Task prompt:
Copy out the lines below with "baseboard" changed to "skirting board" and nothing else altered. Leave the pictures out.
-- start Listing --
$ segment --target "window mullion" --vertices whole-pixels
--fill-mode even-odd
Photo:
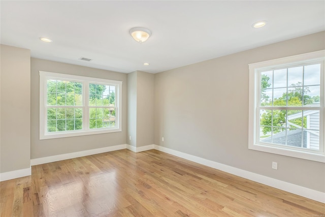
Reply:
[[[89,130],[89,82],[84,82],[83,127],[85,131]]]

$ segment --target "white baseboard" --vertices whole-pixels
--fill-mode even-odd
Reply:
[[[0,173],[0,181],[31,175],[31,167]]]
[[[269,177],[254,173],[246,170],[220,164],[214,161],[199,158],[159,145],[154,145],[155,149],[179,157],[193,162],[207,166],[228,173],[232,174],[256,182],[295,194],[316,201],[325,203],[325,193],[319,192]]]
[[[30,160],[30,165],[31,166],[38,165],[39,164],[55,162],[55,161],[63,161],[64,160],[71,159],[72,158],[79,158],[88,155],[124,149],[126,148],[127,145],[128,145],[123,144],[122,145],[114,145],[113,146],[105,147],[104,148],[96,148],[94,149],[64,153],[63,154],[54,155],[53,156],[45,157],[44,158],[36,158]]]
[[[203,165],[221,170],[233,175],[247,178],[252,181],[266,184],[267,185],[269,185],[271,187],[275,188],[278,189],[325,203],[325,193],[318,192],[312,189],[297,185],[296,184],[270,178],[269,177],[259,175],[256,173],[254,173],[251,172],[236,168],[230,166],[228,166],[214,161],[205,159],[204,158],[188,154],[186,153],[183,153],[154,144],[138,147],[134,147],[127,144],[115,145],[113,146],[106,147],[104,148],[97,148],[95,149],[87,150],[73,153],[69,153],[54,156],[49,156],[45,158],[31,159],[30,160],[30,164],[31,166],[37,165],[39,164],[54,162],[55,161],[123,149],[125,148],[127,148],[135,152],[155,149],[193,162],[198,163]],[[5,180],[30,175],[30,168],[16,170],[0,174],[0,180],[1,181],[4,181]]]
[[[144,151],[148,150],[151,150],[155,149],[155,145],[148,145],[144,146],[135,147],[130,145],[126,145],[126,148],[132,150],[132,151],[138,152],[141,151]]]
-- end Listing --
Answer in full:
$ segment --target "window mullion" --vertices whole-pixels
--fill-mode even-odd
Photo:
Reply:
[[[89,130],[89,82],[84,82],[83,127],[85,131]]]

$ segment --target "white skirting board" --vertices whole-pixels
--fill-mode even-odd
Reply:
[[[0,173],[0,181],[31,175],[31,167]]]
[[[269,177],[254,173],[246,170],[220,164],[214,161],[199,158],[159,145],[154,145],[155,149],[179,157],[193,162],[207,166],[228,173],[232,174],[256,182],[295,194],[316,201],[325,203],[325,193],[319,192]]]
[[[30,160],[30,165],[31,166],[38,165],[39,164],[55,162],[55,161],[63,161],[64,160],[71,159],[72,158],[79,158],[88,155],[124,149],[126,148],[127,145],[128,145],[123,144],[122,145],[114,145],[113,146],[105,147],[104,148],[96,148],[94,149],[64,153],[63,154],[54,155],[53,156],[45,157],[44,158],[36,158]]]
[[[203,165],[221,170],[233,175],[247,178],[252,181],[266,184],[267,185],[269,185],[271,187],[275,188],[278,189],[325,203],[325,193],[318,192],[312,189],[297,185],[296,184],[270,178],[269,177],[259,175],[256,173],[254,173],[251,172],[236,168],[230,166],[228,166],[214,161],[205,159],[204,158],[188,154],[186,153],[183,153],[154,144],[138,147],[134,147],[127,144],[115,145],[113,146],[106,147],[104,148],[97,148],[95,149],[87,150],[73,153],[69,153],[54,156],[49,156],[45,158],[31,159],[30,160],[30,164],[31,166],[37,165],[39,164],[54,162],[55,161],[123,149],[125,148],[127,148],[135,152],[155,149],[193,162],[198,163]],[[5,180],[30,175],[30,168],[16,170],[0,174],[0,180],[1,181],[4,181]]]
[[[144,151],[148,150],[151,150],[155,149],[155,145],[148,145],[144,146],[135,147],[130,145],[126,145],[126,148],[132,150],[132,151],[138,152],[141,151]]]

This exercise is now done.